▸ **TEXT PROVIDED**:

Shutting down the worker nodes and master nodes

Procedure
  1. Create a temporary auth information in case that OAuth feature is not working.

    This account is used by the user during the startup process once all the nodes are up. In case the user is not able to connect with the default kubeadmin account, the tmp-admin account can be used for logging in to the cluster.

    1. Create a temporary service admin.
      oc create sa tmp-admin -n default
    2. Bind a cluster admin role to the tmp-admin user.
      oc adm policy add-cluster-role-to-user cluster-admin -z tmp-admin -n default
    3. Get the temporary token for the tmp-admin user.
      token=$(oc get secret -o jsonpath="{.data.token}" $(oc get sa tmp-admin -o yaml -n default  | grep " tmp-admin-token-" | awk '{ print $3 }') -n default | base64 -d)
    4. Verify that token has been generated.
      echo $token
      
      Sample:
            eyJhbGciOi...

▸ **STORED RECORDS**:
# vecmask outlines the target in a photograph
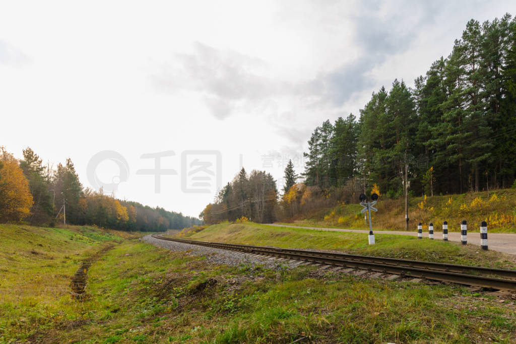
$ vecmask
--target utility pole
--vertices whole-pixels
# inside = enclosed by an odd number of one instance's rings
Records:
[[[407,163],[407,152],[405,152],[405,230],[409,230],[409,192],[408,192],[408,164]]]

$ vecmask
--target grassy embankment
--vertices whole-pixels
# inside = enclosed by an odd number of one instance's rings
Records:
[[[221,223],[200,231],[194,227],[179,236],[189,239],[276,247],[335,250],[365,255],[439,261],[466,265],[516,268],[516,259],[500,252],[483,251],[478,246],[442,240],[419,240],[415,236],[375,233],[369,245],[367,235],[277,227],[252,222]]]
[[[215,266],[125,236],[0,225],[0,342],[516,339],[513,302],[461,287]],[[70,276],[106,244],[72,299]]]
[[[405,230],[405,200],[382,200],[372,214],[375,230]],[[301,215],[287,224],[330,228],[369,229],[368,223],[360,213],[358,204],[340,204],[334,207],[314,210]],[[516,189],[446,196],[409,198],[409,218],[411,231],[422,222],[424,229],[433,222],[439,231],[443,222],[448,221],[450,232],[460,230],[460,222],[467,221],[468,228],[477,230],[482,221],[488,223],[490,233],[516,233]]]

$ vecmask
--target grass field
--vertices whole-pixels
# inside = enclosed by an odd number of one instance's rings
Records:
[[[516,340],[513,302],[459,286],[217,266],[94,228],[0,225],[0,342]],[[70,277],[106,244],[72,298]]]
[[[401,199],[381,198],[376,206],[378,212],[372,214],[373,229],[405,230],[404,202]],[[299,215],[286,224],[368,230],[368,223],[360,213],[362,208],[358,204],[339,204]],[[439,230],[446,221],[450,232],[459,231],[460,222],[465,220],[470,228],[477,230],[480,223],[486,221],[491,233],[516,233],[516,189],[410,198],[409,218],[410,231],[415,231],[419,222],[425,230],[432,222]]]

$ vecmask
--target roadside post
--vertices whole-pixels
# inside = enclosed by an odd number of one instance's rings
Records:
[[[460,225],[460,241],[463,245],[467,243],[467,225],[465,220],[463,220]]]
[[[487,251],[487,222],[485,221],[480,224],[480,247]]]
[[[367,196],[363,193],[361,193],[359,196],[360,200],[360,205],[363,208],[360,210],[362,214],[366,213],[369,217],[369,244],[375,243],[375,235],[373,234],[373,224],[371,223],[371,211],[378,211],[378,209],[373,206],[376,204],[378,200],[378,195],[373,193],[371,195],[372,202],[367,202]]]

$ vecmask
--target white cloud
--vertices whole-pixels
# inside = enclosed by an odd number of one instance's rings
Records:
[[[131,171],[118,196],[197,215],[213,195],[184,193],[180,176],[154,193],[134,173],[142,154],[173,150],[164,164],[179,171],[181,152],[219,150],[225,184],[240,154],[250,170],[280,152],[266,169],[279,179],[315,126],[358,115],[395,78],[411,85],[468,20],[507,11],[513,2],[3,3],[0,144],[70,156],[87,186],[90,157],[118,151]]]

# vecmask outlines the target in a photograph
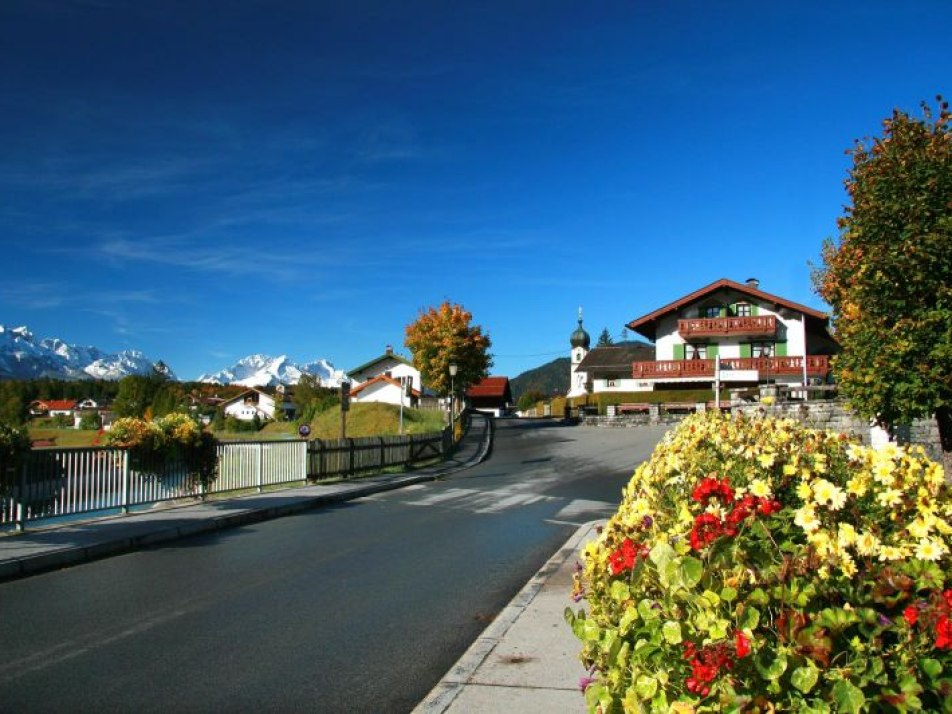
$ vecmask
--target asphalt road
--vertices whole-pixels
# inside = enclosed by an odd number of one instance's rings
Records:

▸ **TO DO**:
A. In the node shutdown procedure, which account can be used to log in to the cluster if the default kubeadmin account cannot connect?
B. Please copy the node shutdown procedure from "token=$(oc get secret" to "default | base64 -d)".

▸ **IN RESPONSE**:
A. The tmp-admin account.

B.
token=$(oc get secret -o jsonpath="{.data.token}" $(oc get sa tmp-admin -o yaml -n default  | grep " tmp-admin-token-" | awk '{ print $3 }') -n default | base64 -d)